Tabular feature engineering tricks
Some useful tricks when doing feature engineering on tabular dataset
One of the most important challenge when working with tabular dataset before feeding into the machine learning model is preprocessing data because the quality of data and the useful information that can be derived from it directly affects the ability of model to learn. In the real world application, the raw dataset is kind of messy which needs some skills to clean it.
This blog will cover some tricks that I found quite useful when dealing with messy data.
Most of the time when doing tabular dataset we will usually import data into dataframe of pandas. Knowing how to deal with pandas will save us a lot of time of computation with better code readability and versatility.
Pandas profiling is an open source Python module with which we can quickly do an exploratory data analysis with just a few lines of code.
from pandas_profiling import ProfileReport
profile = ProfileReport(dataframe)
We usually have to work with a dataframe containing many columns which will collape when reading it. If we want to read all columns of dataframe, we can configure its options at interpreter startup.
pd.options.display.max_columns = 500
#or
pd.set_option('display.max_columns', 500)
df = pd.DataFrame({'Name_Age': ['Smith_32', 'Nadal',
'Federer_36']})
df
df['Name_Age'].str.split('_', expand=True)
If we want to take only first column of our splits:
df['Name_Age'].str.split('_').str[1]
df = pd.Series(['Sector 1;Sector 2', 'Sector 1;Sector 3', np.nan, 'Sector 2;Sector 4'], dtype=str)
df
df.str.get_dummies(';')
df = pd.DataFrame({'Location' : [
'Washington, D.C. 20003',
'Brooklyn, NY 11211-1755',
'Omaha, NE 68154',
'Pittsburgh, PA 15211'
]})
df
If we want to separate out the three city/state/ZIP components neatly into DataFrame fields, we should pass regex extraction into .str.extract
:
regex = (r'(?P<city>[A-Za-z ]+), ' # One or more letters
r'(?P<state>[A-Z]{2}) ' # 2 capital letters
r'(?P<zip>\d{5}(?:-\d{4})?)') # Optional 4-digit extension
df['Location'].str.replace('.', '').str.extract(regex)
.str
is called accessor for string (object) data. It maps to the class StringMethods which contains a lot of methods like cat
, split
, rsplit
, replace
, extract
...
We usually use the lambda
function to apply for each row in dataframe. Sometimes, it is not efficient in term of computation time. Actually we can boost the performance by using Cython
extention.
df = pd.DataFrame({'a': np.random.randn(1000),
'b': np.random.randn(1000),
'N': np.random.randint(100, 1000, (1000)),
'x': 'x'})

What is asked:
Name every method of the StringMethods class that the feature engineering article mentions by name.

Dataset extract:

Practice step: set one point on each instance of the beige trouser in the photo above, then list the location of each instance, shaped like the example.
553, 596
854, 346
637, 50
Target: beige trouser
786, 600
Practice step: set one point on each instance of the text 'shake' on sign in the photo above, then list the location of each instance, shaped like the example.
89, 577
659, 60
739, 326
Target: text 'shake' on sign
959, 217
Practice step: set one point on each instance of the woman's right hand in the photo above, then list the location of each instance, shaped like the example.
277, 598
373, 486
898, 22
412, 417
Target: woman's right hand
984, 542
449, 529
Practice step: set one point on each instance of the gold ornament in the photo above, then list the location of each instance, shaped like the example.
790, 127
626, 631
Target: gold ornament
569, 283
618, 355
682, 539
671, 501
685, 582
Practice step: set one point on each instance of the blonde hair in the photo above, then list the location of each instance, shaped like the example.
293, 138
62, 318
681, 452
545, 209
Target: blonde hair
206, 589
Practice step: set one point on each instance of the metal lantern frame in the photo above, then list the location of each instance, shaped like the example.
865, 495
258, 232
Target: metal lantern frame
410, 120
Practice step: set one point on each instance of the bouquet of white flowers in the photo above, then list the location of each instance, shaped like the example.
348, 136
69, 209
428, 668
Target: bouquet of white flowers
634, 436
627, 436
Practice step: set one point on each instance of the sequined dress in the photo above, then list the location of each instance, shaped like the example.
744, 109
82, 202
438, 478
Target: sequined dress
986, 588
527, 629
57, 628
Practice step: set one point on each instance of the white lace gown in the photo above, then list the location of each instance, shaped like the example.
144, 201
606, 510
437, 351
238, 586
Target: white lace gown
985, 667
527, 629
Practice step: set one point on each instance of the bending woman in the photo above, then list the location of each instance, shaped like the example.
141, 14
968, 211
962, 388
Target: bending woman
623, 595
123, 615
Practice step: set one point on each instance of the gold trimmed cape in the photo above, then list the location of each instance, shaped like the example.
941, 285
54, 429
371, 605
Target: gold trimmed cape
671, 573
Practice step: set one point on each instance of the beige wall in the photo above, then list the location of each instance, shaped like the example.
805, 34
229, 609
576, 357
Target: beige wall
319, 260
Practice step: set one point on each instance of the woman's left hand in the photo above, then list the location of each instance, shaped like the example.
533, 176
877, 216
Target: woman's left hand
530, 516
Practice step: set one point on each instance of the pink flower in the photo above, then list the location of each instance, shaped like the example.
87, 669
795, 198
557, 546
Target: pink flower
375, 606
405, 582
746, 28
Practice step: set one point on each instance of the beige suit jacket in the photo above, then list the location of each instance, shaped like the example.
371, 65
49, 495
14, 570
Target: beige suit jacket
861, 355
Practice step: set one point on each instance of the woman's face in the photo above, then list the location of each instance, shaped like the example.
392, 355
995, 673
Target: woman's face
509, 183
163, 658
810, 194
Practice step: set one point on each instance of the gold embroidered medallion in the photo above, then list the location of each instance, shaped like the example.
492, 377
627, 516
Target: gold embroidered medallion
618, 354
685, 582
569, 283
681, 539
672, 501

Result for this exercise:
cat, split, rsplit, replace, extract